(Given entries)
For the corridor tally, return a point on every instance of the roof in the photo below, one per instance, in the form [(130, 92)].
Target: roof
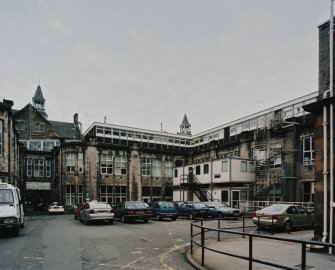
[(38, 93), (65, 129), (185, 121)]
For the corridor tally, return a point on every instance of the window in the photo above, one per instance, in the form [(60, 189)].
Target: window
[(156, 167), (308, 151), (225, 165), (206, 168), (39, 127), (80, 162), (20, 125), (35, 145), (1, 139), (70, 162), (106, 194), (243, 166), (168, 168), (146, 166), (106, 164), (29, 167), (39, 168), (197, 170), (251, 167), (48, 168), (121, 165), (70, 195)]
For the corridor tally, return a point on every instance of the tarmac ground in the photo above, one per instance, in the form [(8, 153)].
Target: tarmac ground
[(278, 252)]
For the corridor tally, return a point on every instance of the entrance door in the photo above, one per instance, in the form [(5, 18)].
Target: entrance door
[(236, 198)]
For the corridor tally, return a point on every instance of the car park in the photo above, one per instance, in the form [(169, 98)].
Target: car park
[(133, 210), (11, 209), (55, 208), (193, 210), (221, 210), (163, 209), (97, 211), (286, 216)]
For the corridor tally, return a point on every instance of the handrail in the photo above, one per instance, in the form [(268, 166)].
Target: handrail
[(251, 236)]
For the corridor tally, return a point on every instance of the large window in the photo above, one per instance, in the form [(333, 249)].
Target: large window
[(70, 195), (225, 165), (146, 166), (121, 165), (156, 168), (48, 168), (29, 167), (1, 140), (70, 162), (168, 168), (106, 164), (38, 168), (308, 151)]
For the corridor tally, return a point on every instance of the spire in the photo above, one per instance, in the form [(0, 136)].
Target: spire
[(39, 101), (185, 126)]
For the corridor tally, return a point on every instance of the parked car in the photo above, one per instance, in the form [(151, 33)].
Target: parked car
[(193, 210), (287, 216), (132, 210), (77, 210), (96, 211), (164, 209), (56, 208), (221, 209)]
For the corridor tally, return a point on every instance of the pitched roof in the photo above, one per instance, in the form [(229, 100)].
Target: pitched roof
[(38, 93), (185, 121), (65, 130)]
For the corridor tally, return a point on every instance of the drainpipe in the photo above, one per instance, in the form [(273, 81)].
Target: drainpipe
[(331, 83)]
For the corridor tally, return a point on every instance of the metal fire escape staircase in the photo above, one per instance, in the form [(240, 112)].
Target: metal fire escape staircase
[(266, 177), (196, 187)]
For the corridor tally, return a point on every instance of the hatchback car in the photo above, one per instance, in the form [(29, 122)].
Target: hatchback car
[(193, 210), (164, 209), (287, 216), (220, 210), (55, 208), (97, 211), (132, 210)]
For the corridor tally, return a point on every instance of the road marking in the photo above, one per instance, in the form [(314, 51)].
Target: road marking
[(33, 258), (162, 257)]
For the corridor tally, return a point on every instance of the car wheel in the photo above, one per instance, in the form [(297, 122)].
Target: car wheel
[(288, 226)]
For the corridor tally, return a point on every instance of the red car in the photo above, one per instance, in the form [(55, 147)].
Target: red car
[(78, 210)]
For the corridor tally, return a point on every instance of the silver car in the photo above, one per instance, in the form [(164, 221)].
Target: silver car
[(97, 211), (287, 216)]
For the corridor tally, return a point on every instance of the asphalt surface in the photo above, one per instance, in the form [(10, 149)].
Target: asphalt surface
[(279, 252)]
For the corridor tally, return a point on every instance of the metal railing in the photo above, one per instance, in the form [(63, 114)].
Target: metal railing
[(204, 232)]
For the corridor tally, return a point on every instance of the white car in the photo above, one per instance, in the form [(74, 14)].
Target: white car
[(55, 208)]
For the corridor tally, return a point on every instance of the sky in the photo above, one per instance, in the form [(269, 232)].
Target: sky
[(145, 63)]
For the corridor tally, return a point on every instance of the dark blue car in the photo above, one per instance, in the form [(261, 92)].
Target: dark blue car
[(163, 210), (193, 210)]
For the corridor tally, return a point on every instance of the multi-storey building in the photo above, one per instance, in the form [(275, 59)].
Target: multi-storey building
[(9, 146)]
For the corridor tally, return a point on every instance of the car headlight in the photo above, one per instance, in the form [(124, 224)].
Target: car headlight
[(10, 220)]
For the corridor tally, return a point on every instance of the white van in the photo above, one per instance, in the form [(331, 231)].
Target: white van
[(11, 209)]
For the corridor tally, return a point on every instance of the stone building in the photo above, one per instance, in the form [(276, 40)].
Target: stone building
[(9, 146)]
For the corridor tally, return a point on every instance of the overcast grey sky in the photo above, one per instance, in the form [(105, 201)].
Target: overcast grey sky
[(143, 62)]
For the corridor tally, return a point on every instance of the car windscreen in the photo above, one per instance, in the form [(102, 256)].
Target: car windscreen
[(274, 208), (6, 196), (101, 205), (167, 204), (136, 205), (200, 205)]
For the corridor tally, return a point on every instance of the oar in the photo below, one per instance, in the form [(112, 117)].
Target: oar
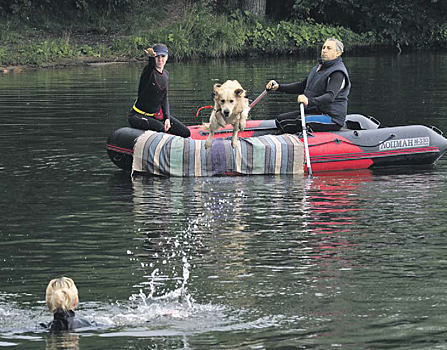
[(306, 145), (259, 98)]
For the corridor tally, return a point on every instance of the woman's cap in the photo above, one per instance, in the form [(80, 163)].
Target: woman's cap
[(160, 50)]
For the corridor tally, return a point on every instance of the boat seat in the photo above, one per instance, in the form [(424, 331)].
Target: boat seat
[(360, 122)]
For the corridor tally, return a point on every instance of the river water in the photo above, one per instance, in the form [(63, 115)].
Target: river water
[(350, 260)]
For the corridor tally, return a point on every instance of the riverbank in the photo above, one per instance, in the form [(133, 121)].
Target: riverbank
[(191, 32)]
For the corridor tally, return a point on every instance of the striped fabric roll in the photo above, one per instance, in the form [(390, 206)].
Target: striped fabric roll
[(168, 155)]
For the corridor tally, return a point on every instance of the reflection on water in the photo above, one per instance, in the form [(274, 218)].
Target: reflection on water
[(351, 259)]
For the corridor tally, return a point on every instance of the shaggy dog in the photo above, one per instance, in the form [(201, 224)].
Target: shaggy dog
[(230, 107)]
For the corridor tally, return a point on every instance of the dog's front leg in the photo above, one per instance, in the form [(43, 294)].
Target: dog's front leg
[(234, 139), (209, 140), (243, 121)]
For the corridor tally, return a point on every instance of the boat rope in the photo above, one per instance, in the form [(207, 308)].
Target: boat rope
[(338, 141)]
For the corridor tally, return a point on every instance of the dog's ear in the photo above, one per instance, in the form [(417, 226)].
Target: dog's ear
[(239, 92), (216, 87)]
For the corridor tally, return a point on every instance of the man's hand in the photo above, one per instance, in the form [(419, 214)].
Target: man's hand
[(167, 124), (150, 52), (272, 85), (303, 99)]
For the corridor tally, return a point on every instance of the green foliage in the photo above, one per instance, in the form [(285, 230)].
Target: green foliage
[(414, 23), (298, 36), (205, 30)]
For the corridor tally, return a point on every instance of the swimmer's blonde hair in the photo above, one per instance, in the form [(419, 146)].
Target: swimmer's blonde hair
[(61, 294)]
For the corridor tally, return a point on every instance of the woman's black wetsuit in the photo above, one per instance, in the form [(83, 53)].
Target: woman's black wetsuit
[(151, 109)]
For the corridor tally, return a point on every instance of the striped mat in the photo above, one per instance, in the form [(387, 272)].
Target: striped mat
[(168, 155)]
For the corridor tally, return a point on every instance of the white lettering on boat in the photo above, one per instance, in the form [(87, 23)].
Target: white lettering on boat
[(405, 143)]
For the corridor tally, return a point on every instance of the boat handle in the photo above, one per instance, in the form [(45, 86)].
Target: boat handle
[(439, 131), (374, 120)]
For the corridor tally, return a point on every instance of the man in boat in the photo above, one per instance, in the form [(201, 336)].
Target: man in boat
[(324, 93), (151, 109)]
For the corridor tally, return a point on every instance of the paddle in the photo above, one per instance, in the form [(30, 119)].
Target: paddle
[(306, 145)]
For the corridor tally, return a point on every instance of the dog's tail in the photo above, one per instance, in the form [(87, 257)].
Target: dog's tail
[(205, 126)]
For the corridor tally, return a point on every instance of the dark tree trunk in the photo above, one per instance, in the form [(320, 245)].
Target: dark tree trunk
[(256, 7)]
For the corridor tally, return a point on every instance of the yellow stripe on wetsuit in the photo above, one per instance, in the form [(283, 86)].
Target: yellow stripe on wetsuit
[(141, 112)]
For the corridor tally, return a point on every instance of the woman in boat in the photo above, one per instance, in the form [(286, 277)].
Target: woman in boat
[(324, 93), (62, 298), (151, 109)]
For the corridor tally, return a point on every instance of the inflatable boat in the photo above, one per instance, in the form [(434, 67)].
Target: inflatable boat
[(361, 144)]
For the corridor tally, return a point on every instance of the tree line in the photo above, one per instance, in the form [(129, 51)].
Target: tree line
[(414, 23)]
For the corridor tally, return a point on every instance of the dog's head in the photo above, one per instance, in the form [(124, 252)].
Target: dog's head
[(228, 97)]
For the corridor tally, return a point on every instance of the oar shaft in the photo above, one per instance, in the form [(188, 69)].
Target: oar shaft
[(306, 145)]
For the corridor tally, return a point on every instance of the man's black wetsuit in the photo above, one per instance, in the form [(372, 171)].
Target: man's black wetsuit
[(327, 88)]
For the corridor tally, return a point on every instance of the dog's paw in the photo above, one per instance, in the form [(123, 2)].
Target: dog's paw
[(208, 143), (235, 142)]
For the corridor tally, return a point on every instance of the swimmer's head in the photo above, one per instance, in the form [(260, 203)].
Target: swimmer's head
[(61, 294)]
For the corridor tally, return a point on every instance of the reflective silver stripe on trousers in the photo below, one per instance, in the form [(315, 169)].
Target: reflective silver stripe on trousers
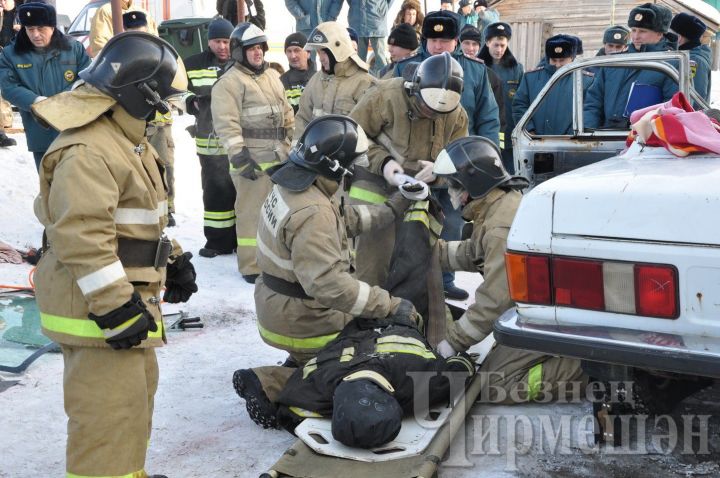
[(101, 278), (361, 301)]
(End Given entries)
- _Exercise objective_: Repeat, exactly as they stand above, the lines from the line with "Target: dog's front leg" to the line with "form [(83, 53)].", both lines included.

- _Your response_:
Target: dog's front leg
[(234, 139), (209, 140), (243, 121)]
For the corridor tally, return a point on every instance of the boat rope in the photo above, one per instance, in the form [(207, 308)].
Target: boat rope
[(338, 141)]
For the corridor tally, return a point on every instance of the dog's ear in the photo above, one per instance, in the form [(417, 226)].
Target: dog's ear
[(239, 92), (216, 87)]
For the corridor tally, return a point on every instance of the man's hand in the photo above, one per instance, in the form [(419, 214)].
Target: man's hand
[(167, 124), (150, 52), (272, 85), (303, 99)]
For the corridor tally, return a point on every instance of the green foliage in the photo above, one per instance, in the form [(285, 230)].
Target: green foliage
[(414, 23), (298, 36), (205, 30)]
For the corridor tally, return a point on every instance of the swimmer's blonde hair in the photo above, one per instance, in the form [(419, 146)].
Target: swimmer's blonde hair
[(61, 294)]
For the corridor tally, return a point on every instance of the woman's black wetsuit in the photo above, one per instance, in the form [(83, 53)].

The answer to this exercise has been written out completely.